* _Work instructions_
Below is a block of records; reproduce all of them exactly and leave out any pictures.

* _Given records_
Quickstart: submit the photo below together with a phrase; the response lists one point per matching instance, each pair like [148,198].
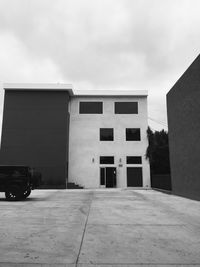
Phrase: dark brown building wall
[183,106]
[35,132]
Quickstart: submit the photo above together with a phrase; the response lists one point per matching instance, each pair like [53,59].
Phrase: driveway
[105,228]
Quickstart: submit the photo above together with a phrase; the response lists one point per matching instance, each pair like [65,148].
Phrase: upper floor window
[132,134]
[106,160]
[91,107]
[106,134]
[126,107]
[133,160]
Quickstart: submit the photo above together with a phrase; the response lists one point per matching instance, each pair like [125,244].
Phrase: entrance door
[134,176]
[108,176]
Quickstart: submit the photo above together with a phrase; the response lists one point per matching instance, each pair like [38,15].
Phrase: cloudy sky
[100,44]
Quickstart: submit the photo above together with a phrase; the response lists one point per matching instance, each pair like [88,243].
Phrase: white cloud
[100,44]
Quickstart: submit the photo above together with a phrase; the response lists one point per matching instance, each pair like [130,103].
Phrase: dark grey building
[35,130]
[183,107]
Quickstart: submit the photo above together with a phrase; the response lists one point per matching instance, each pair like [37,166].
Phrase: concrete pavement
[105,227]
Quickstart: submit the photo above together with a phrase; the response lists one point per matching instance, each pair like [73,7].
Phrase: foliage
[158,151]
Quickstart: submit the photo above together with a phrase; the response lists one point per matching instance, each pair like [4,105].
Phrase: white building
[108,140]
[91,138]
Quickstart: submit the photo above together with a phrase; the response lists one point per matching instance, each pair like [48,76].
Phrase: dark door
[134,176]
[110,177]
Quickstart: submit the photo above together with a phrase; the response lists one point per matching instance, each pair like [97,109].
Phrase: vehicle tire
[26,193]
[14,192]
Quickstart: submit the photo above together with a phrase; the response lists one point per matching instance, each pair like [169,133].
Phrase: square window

* _Result of this task_
Quickstart: submit the photo below together with a phrase; the response lists one point per matching instance, each pair like [148,198].
Phrase: dark brown building wall
[183,106]
[35,132]
Quickstart: submit the photo above together with a phrase; the response lists one point per matching instance, each pair like [53,59].
Phrase: driveway
[105,228]
Quickstart: submit the photo above together with a phrase; the response lists one point per matching instance, each pair like [65,148].
Phrase: upper floor window
[132,134]
[106,160]
[91,107]
[106,134]
[126,107]
[133,160]
Quickstart: submit the photo above together with a phrase; the response lists one point per matching instance, each pair like [125,244].
Phrase: entrance door
[134,176]
[108,176]
Quickstart: submit the photo above together with a phrase; the response lists one point per matching instance, each pair like [38,15].
Phrase: cloudy sky
[100,44]
Quickstart: submit the photo above together with a phrase; the response lists one point per matching instance, each pair like [88,243].
Phrase: white cloud
[100,44]
Quickstart: submit the photo above together with a phrase; the response lists one point per matching instance, each pair like [130,103].
Phrase: dark grey building
[35,130]
[183,107]
Quickstart: submit the photo above together with a phrase; the response lists one point per matching instance, each pair like [37,166].
Phrase: concrete pavement
[105,227]
Quickstart: submit the photo above together with a phrase; the response lists one point per matching instance, each pair like [73,7].
Phrase: foliage
[158,151]
Quickstart: submit the photo above together with a phrase; the response lists one point per matching instance, each pair like [4,105].
Phrase: white building
[108,140]
[91,138]
Quickstart: submit the photo above together with a phrase; the response lists one point per matching instance, each pair like [48,76].
Phrase: dark door
[134,176]
[110,177]
Quickstart: submit the photo above together with a phrase; the response lists one point per matching instance, each pair like [97,109].
Phrase: vehicle tire
[26,193]
[14,192]
Quickstart: submit the photo above together with a phrase; the response lists one point per matching instance, each pair like [169,133].
Phrase: square window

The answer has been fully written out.